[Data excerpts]
========================================
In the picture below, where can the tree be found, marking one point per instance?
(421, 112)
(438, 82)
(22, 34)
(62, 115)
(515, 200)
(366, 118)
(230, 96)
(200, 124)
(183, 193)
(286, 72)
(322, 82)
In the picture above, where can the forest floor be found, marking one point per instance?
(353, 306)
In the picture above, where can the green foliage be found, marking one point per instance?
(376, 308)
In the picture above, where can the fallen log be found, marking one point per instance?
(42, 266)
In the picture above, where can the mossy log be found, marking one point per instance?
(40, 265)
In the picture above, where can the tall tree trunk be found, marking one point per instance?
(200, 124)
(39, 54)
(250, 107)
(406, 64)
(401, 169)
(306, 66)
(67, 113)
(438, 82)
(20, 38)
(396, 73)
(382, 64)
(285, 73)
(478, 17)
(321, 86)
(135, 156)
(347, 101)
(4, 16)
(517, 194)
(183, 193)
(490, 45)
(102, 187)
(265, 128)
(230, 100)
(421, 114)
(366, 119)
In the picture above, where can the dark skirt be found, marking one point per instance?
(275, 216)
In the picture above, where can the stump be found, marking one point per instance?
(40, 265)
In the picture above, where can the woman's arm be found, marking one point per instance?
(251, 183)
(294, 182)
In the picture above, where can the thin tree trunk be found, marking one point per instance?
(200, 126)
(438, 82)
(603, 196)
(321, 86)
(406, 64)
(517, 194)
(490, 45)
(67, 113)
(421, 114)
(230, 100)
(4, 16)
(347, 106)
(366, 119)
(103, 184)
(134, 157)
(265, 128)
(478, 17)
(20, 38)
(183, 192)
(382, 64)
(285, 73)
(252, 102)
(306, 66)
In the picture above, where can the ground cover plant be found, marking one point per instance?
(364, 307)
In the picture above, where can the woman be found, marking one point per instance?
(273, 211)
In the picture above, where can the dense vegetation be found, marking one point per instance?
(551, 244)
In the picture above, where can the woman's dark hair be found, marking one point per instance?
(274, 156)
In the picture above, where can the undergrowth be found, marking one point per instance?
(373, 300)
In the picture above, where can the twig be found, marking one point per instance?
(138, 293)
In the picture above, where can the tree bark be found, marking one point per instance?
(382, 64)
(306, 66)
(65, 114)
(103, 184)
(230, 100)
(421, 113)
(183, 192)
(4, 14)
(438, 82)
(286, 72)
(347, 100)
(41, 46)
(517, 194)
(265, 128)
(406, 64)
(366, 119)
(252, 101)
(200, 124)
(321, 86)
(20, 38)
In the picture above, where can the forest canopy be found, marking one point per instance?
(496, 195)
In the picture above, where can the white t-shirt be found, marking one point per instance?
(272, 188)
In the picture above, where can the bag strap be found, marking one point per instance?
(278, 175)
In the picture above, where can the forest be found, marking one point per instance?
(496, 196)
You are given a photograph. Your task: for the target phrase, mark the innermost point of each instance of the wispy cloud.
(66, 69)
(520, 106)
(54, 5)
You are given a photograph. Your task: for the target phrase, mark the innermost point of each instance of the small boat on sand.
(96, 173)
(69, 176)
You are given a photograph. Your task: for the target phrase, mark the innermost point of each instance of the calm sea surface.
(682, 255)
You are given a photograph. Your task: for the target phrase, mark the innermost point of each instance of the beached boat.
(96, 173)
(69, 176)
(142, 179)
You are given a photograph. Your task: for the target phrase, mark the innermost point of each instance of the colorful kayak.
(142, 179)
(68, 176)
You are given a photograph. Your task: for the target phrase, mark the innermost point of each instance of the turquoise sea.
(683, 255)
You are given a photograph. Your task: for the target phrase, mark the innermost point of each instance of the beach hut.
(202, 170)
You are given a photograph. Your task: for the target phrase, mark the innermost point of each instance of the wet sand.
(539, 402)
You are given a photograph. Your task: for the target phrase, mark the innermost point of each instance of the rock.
========================================
#### Exercise
Find the line containing "the beach hut.", then output it and every line after it to the end of the data, exactly.

#### Written solution
You are given a photograph. Your task: for the target phrase, mark the innermost point of each instance of the beach hut.
(202, 170)
You are given a photograph. Your task: for the target phrase, mark the innermost point of each instance of the wet sand.
(539, 402)
You are given a photograph. Your task: for the target phrase, mark the innermost point of each instance of the rock.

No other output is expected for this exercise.